━━━ SUPPLIED ENTRIES ━━━

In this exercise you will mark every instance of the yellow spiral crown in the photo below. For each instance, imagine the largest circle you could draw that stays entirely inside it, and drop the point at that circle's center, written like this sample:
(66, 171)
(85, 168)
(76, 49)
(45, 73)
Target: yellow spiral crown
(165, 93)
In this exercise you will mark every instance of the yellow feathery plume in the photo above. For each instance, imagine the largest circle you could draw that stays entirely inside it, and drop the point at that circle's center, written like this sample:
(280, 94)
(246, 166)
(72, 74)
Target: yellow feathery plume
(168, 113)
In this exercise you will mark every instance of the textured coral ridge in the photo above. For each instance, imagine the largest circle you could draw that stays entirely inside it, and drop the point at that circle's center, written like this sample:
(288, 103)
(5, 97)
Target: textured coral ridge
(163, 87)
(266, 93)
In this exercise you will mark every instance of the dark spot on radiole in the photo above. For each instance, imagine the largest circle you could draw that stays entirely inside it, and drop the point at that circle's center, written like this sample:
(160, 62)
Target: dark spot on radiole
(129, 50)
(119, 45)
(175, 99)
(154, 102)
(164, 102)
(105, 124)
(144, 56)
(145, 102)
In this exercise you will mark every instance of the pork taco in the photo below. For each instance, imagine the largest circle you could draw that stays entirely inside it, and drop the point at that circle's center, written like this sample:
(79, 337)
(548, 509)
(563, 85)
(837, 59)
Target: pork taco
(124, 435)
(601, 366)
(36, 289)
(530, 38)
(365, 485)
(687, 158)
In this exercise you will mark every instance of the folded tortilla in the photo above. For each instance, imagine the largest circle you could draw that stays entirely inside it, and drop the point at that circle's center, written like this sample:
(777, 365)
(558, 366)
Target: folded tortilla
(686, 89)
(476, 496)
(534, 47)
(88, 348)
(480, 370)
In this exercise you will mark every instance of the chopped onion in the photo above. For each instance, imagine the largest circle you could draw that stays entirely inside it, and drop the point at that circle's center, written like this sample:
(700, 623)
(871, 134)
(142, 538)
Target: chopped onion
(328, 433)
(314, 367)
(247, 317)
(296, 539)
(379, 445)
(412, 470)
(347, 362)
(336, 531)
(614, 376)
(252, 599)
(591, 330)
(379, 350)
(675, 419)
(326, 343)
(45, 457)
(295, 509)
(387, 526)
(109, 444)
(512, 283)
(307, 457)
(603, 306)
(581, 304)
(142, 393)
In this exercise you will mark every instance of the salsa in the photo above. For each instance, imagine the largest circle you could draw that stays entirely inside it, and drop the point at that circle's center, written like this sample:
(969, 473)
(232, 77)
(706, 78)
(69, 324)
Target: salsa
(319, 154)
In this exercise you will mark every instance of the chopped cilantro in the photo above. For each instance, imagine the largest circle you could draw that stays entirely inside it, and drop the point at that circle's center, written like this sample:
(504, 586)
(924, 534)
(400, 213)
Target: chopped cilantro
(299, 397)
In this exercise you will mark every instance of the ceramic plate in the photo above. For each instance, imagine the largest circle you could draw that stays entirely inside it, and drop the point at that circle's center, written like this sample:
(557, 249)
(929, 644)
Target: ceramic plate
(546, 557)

━━━

**PROBLEM DESCRIPTION**. Reproduce all of the data above line for line, changing nothing.

**TASK RESPONSE**.
In this exercise you will mark every instance of the yellow spiral crown in the photo below. For each instance, imagine the largest circle you could draw that stays entirely inside it, and drop the point at that circle's center, written like this sample:
(66, 171)
(85, 168)
(76, 49)
(45, 73)
Target: yellow spiral crown
(165, 93)
In this exercise you will mark every instance of the yellow feathery plume in the photo above. For each instance, imagine the largest circle you could draw that stays entirely inside it, and drop the point at that circle's center, written like this sample:
(280, 94)
(246, 166)
(72, 74)
Target: yellow feathery plume
(168, 113)
In this exercise you will mark every instance of the textured coral ridge in the photo above. For each instance, imagine the largest circle you could draw that stays entirely inside it, and drop the point at that circle's center, written like this sample:
(288, 103)
(5, 97)
Target: textured coral ridge
(163, 87)
(266, 93)
In this exercise you will mark every instance of the dark spot on radiole in the photo above. For each instance, imagine the largest circle you could draw that stays entirely inside it, and drop the point at that circle's center, written like this sample:
(160, 62)
Target: dark spot on radiole
(129, 50)
(119, 45)
(175, 99)
(154, 102)
(164, 102)
(105, 124)
(144, 56)
(145, 102)
In this exercise you will mark every instance of the pork taco in the photo below. For each instance, imagine the largest circle you could draw that stays entirely inside it, and drop the point at that circle's center, written like this sample:
(79, 337)
(548, 509)
(563, 85)
(837, 59)
Target: pork taco
(124, 435)
(601, 366)
(36, 289)
(530, 38)
(365, 485)
(687, 158)
In this exercise you will mark every instance of the folded tortilla in the photo above. For each instance, imagine the largest circle you could draw that stays entirely inside it, and drop the point at that circle's center, written like this sample:
(777, 365)
(558, 366)
Target: folded tortilla
(686, 89)
(476, 496)
(534, 47)
(88, 348)
(480, 370)
In this exercise you will mark every instance of the chopped onion in the photo above. For each instance, imagine the largest circle you could draw that stays entirely inside it, and drop the point at that circle's center, written like this sample:
(700, 623)
(871, 134)
(142, 538)
Target: chopped onion
(328, 433)
(314, 367)
(247, 317)
(296, 539)
(379, 445)
(412, 470)
(347, 362)
(336, 531)
(614, 376)
(252, 599)
(591, 330)
(379, 350)
(675, 419)
(326, 343)
(45, 457)
(295, 509)
(387, 526)
(109, 444)
(512, 283)
(307, 457)
(603, 306)
(581, 304)
(142, 393)
In this exercise you will mark every instance of the salsa in the photo above. For each instance, imagine the largest circle you could draw that stays entirely inside it, and drop the point at that circle's center, written like this sample:
(969, 473)
(232, 77)
(706, 78)
(69, 324)
Target: salsa
(319, 154)
In this exercise you will mark every instance of the chopped cilantro in the photo above. For each instance, imagine the largest circle you could draw that stays entirely inside it, and drop the point at that circle's center, written like this sample:
(504, 586)
(924, 534)
(400, 213)
Target: chopped cilantro
(299, 397)
In this exercise you will mark every instance of the ceramic plate in the photo above. For each instance, imagine the largest circle you could draw that stays entirely inside it, and drop the point at that circle's center, written like this sample:
(557, 249)
(929, 644)
Target: ceramic plate
(546, 557)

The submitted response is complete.